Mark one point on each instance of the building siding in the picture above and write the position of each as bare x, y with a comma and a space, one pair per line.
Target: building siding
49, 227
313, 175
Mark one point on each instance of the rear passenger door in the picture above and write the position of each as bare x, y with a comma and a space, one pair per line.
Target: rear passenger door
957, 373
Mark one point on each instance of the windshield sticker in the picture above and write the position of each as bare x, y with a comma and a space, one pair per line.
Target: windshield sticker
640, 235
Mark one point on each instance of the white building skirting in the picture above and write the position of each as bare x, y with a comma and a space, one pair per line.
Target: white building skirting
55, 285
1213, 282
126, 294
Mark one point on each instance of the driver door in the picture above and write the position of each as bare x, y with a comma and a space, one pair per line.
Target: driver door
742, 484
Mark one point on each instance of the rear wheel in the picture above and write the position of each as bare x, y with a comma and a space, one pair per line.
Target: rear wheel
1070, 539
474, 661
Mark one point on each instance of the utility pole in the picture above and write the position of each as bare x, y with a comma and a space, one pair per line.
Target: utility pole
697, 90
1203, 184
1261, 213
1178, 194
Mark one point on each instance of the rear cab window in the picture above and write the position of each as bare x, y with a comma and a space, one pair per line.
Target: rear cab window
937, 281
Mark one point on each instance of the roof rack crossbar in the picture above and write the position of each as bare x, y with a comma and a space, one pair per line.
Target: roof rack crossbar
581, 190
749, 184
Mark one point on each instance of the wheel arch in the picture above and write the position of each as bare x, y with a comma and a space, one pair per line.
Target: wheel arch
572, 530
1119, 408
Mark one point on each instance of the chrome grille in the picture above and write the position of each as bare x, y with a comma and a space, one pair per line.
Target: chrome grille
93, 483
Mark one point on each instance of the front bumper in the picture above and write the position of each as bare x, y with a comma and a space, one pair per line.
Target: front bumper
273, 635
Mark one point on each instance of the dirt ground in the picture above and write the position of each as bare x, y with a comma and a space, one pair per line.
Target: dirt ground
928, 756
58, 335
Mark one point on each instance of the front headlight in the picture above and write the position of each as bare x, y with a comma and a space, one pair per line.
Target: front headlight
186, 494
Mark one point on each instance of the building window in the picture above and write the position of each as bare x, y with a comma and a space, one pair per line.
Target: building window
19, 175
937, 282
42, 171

^^^^^^^^^^^^^^^^

### [ABOUT THIS TASK]
Emit the records above again, exactly, with no line skipped.

### [WORKED SOLUTION]
Mark one point on each instance of the building siding in the picture above and write the position of each as bare x, y with a comma and a space, one pair per line.
Target: building siding
49, 227
313, 175
Mark one point on each instance of the rear passenger door in the picture above and write the position of each as bare x, y with a comma and a space, one pair per line.
Target: rear passenger door
957, 373
Mark one point on each instance of the windshield sticker in the picture above and write the position of each as bare x, y with a comma and a space, one pair per line.
Target: windshield sticker
640, 235
Mark one point on each instance of the white building skirting in the picture above and write the position of each as bare x, y with a comma and a space, one pair per line.
Target: white building skirting
55, 285
1213, 282
126, 294
Mark one point on each instance of the driver door in the picture above and write the position of each as bare x, y with a comma and a space, one pair per line.
Target: driver door
742, 484
Mark one point on each instance of the rear wheel in the picture above and write the position of each as bare x, y with a comma and a space, one pair per line.
Target: rear wheel
1070, 539
474, 661
Mark one point on each instance of the utility pole in the picture above and write the position of each as bare x, y with a comma and a space, one pair per line.
Target: utility pole
697, 90
1203, 184
1261, 213
1178, 194
Mark one point on each instance of the rear cab window in the picture above and write the position of each as bare x, y with a comma and a space, one pair per line.
Target: rear cab window
937, 281
Mark one point on each instance of the roof rack crossbar in the picture above and write the position of each as bare x, y with a comma and a space, one pair per line.
Target: roof rack crossbar
581, 190
749, 184
Mark one point on each instance of the wheel arch in the picture above and write the position of each as bare x, y with a comma and a space, one pair per line.
Target: wheel arch
572, 530
1119, 408
Mark one point on each instance of the chrome grille in the picture above and write the position of each as bare x, y with a comma and a space, one pair per line.
Target: chrome grille
93, 483
Mark one point on each instance of the front bumper in the picture above and write the position of each as bare x, y with a comma and a space, one pair per line.
Target: front bumper
273, 635
Mark one point on each instance of the dirt ground in the picture above and write the position of each as bare x, y with a comma and a space, one pair per line.
Target: dirt ground
928, 756
58, 335
Mark one point on each instance of the front headlight in the picture above and write the position of each as bare x, y with a comma and a space, one pair per line.
Target: front headlight
186, 494
Mark one point on each instance of the building window in the picture above and write the position of each as bare x, y with a comma and a space, one pair per line.
Target: building window
19, 175
937, 282
42, 171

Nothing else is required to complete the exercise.